## [What is expected]
A single number is wanted: how many lines of the data include the string "paving".

## [Data records]

-=-=-=-=-

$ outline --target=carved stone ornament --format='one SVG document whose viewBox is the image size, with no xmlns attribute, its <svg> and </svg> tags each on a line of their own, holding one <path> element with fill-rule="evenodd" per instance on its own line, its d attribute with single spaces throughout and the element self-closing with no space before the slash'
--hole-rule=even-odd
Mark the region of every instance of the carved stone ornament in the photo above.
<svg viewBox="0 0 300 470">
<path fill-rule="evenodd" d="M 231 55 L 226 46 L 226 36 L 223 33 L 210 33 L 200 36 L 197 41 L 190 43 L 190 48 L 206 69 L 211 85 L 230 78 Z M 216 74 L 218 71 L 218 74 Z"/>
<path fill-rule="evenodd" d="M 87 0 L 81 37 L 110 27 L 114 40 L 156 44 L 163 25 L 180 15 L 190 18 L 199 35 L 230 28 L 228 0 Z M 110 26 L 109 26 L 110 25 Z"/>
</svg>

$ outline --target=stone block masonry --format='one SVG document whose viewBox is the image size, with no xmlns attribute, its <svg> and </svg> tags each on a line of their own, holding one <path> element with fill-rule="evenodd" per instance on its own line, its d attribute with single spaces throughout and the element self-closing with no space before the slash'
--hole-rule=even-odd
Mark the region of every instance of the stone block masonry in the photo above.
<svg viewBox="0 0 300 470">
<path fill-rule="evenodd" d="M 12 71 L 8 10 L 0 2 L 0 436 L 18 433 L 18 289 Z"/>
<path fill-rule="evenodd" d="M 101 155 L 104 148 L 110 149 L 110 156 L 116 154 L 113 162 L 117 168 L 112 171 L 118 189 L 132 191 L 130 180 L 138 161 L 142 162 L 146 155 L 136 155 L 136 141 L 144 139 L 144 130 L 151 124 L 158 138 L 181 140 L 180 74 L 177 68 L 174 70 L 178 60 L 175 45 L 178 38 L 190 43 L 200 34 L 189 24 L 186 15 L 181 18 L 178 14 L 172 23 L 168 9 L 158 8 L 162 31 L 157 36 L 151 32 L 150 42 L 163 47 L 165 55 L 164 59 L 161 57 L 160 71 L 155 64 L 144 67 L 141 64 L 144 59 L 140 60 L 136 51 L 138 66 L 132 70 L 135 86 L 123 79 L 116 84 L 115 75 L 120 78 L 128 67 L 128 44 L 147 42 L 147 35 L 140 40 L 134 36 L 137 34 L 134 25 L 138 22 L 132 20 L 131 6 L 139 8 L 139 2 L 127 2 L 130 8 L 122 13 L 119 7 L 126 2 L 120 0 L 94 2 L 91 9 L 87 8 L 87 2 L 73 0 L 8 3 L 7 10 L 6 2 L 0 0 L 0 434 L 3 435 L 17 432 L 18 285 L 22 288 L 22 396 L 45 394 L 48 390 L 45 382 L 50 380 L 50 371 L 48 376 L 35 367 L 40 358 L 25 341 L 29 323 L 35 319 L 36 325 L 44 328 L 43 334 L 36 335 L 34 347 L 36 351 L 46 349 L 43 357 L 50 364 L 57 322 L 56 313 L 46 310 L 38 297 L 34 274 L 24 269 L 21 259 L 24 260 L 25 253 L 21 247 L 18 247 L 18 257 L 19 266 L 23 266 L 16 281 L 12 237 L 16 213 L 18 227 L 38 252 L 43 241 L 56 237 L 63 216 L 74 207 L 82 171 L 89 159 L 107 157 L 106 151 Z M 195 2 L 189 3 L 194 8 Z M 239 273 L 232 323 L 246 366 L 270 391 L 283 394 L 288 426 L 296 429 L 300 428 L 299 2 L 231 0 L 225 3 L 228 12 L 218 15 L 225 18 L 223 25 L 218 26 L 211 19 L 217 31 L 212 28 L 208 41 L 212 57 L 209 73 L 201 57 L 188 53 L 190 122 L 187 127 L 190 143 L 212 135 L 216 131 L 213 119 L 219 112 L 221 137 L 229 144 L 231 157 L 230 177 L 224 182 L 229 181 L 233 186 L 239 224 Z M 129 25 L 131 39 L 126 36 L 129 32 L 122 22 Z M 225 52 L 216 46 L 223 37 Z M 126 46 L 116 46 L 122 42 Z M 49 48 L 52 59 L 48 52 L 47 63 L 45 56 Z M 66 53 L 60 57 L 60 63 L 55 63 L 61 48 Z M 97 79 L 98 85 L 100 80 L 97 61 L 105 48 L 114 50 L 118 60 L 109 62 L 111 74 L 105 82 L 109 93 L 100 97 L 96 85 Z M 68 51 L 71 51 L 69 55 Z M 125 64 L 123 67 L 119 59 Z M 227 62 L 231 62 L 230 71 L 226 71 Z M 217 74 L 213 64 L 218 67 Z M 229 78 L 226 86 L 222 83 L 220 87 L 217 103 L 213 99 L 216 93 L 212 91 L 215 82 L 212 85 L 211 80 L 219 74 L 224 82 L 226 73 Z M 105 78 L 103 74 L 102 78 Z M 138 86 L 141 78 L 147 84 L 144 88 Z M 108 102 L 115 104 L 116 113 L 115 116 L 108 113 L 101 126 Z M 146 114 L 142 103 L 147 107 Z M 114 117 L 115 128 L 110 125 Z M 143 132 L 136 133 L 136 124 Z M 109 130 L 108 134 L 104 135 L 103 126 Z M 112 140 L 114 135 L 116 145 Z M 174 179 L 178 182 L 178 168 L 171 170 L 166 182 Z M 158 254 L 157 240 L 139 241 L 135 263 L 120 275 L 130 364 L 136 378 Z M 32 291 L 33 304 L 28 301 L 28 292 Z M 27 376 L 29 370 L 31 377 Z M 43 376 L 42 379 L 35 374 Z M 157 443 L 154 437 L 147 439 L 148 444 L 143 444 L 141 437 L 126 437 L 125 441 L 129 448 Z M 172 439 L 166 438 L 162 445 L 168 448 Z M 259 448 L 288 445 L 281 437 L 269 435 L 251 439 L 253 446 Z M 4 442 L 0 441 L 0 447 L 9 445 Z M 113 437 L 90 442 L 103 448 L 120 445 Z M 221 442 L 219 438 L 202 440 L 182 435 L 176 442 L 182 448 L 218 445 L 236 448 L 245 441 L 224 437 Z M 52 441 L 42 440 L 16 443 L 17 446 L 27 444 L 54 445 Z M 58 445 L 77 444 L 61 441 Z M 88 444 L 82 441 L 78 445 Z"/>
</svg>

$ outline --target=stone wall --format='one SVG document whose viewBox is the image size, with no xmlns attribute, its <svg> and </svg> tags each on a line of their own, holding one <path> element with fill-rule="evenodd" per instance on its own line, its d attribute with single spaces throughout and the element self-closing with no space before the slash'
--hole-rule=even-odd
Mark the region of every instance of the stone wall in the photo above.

-=-=-=-=-

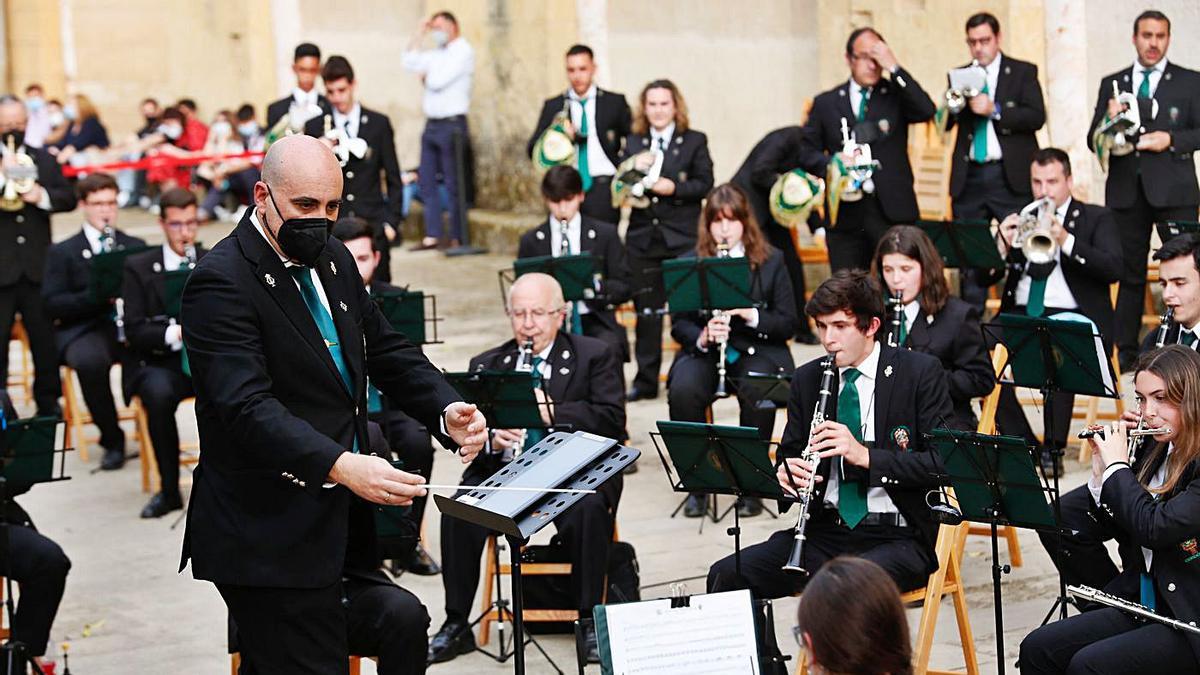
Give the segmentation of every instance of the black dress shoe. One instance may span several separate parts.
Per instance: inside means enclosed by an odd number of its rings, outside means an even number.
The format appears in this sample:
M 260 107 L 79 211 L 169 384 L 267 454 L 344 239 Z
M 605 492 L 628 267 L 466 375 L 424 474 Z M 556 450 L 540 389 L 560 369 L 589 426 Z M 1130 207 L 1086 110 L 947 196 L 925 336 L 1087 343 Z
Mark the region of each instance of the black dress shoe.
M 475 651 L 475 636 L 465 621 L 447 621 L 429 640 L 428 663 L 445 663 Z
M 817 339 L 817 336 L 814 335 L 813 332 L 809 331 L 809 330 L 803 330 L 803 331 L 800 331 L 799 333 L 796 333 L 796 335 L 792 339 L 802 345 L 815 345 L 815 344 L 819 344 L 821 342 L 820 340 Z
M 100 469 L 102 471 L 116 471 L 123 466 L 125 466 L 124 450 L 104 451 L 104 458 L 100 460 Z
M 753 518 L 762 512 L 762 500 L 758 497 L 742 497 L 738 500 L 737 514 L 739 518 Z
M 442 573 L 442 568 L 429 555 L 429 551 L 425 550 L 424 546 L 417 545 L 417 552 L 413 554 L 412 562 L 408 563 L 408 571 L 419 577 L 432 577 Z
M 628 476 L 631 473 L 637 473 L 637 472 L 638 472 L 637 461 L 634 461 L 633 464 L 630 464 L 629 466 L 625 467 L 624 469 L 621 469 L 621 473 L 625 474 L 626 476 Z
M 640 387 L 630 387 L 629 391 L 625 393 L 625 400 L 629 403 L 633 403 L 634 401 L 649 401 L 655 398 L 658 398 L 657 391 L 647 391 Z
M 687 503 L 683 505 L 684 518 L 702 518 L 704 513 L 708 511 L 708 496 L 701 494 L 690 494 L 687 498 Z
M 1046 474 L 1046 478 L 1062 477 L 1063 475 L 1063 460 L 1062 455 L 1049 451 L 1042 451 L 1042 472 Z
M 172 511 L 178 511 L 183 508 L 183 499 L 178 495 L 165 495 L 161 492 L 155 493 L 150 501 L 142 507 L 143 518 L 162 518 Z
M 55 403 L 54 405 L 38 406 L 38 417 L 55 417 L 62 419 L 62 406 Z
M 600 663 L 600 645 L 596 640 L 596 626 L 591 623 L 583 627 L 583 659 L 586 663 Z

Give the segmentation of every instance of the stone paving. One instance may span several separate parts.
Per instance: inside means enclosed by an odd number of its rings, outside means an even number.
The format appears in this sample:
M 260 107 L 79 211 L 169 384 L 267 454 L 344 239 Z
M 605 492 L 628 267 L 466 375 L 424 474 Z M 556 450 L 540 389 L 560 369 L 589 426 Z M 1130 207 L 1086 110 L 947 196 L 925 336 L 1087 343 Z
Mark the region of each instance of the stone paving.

-=-=-=-=-

## [Final answer]
2